EXERCISE PROMPT >>
Your task is to show every line in the listing below that includes "chrome".

★ ★ ★

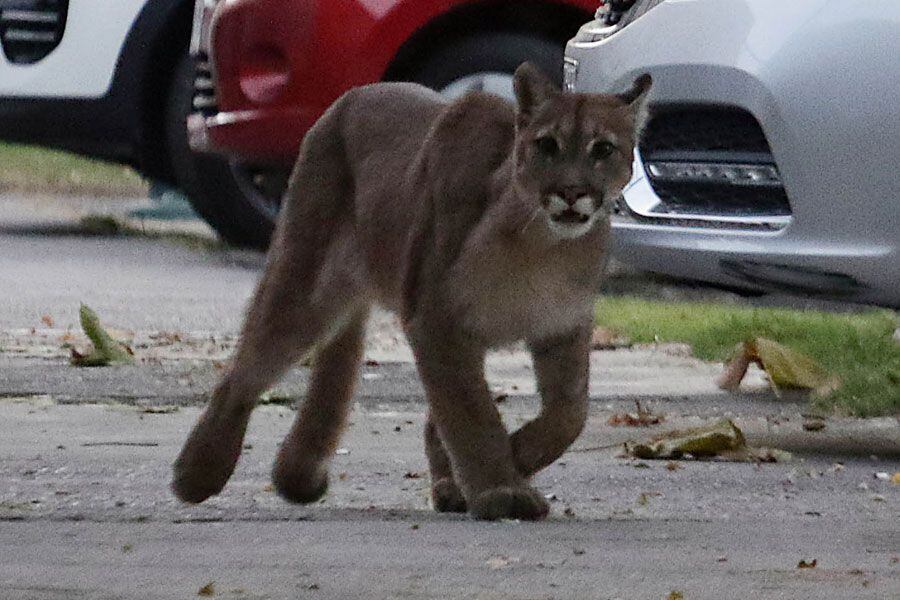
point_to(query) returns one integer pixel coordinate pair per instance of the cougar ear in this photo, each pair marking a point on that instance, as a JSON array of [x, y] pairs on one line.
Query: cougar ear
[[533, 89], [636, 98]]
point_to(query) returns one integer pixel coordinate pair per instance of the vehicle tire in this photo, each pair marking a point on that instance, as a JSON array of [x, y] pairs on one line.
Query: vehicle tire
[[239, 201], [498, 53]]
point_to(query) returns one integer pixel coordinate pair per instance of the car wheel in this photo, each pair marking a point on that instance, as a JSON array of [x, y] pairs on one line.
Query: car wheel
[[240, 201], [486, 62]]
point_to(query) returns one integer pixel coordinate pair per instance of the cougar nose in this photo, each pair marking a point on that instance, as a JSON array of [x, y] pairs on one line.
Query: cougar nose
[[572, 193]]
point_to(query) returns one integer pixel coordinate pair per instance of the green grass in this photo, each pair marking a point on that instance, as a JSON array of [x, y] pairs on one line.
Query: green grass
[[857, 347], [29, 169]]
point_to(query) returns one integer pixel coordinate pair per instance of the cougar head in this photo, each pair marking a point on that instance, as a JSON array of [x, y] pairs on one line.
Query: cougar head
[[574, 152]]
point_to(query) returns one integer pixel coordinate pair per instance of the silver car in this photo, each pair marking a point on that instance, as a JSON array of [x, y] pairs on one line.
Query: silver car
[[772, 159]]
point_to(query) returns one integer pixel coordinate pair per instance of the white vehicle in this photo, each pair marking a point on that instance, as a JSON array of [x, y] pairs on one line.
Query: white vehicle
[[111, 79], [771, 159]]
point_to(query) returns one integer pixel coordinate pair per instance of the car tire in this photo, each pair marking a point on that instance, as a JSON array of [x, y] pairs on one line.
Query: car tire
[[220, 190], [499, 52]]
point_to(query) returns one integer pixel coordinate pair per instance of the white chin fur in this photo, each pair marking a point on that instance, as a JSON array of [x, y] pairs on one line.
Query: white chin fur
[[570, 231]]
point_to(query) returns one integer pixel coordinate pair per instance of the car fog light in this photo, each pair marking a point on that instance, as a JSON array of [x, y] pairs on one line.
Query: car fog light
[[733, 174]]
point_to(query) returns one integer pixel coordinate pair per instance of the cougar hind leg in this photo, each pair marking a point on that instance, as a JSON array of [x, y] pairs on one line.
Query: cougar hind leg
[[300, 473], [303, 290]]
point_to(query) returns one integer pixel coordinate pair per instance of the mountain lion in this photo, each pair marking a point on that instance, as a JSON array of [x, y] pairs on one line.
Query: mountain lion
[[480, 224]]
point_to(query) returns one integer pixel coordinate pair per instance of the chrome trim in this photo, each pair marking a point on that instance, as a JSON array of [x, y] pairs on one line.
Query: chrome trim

★ ★ ★

RESPONSE FOR THIS EXERCISE >>
point_to(query) returns one integer pixel coordinate pair per instance of the chrome trim in this photo, each pair marking a point on that instance, as a JSON array of [x, y] pairs on one line.
Query: chrome trim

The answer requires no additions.